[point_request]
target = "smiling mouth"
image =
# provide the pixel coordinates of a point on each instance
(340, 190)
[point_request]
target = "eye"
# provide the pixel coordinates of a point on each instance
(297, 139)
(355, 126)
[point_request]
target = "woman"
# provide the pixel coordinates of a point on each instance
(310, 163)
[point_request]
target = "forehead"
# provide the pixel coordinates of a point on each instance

========================================================================

**YOUR TASK:** What is needed is a full, exact copy of the records.

**YOUR RESPONSE:**
[point_request]
target = "smiling mouth"
image =
# provide the pixel coordinates of a point on each instance
(340, 190)
[point_request]
target = "eye"
# provide the pixel coordinates of a point on each instance
(297, 139)
(355, 126)
[point_request]
target = "woman"
# provide the pixel coordinates of a point on each instance
(310, 163)
[point_request]
target = "forehead"
# provide the pixel coordinates of a point on each instance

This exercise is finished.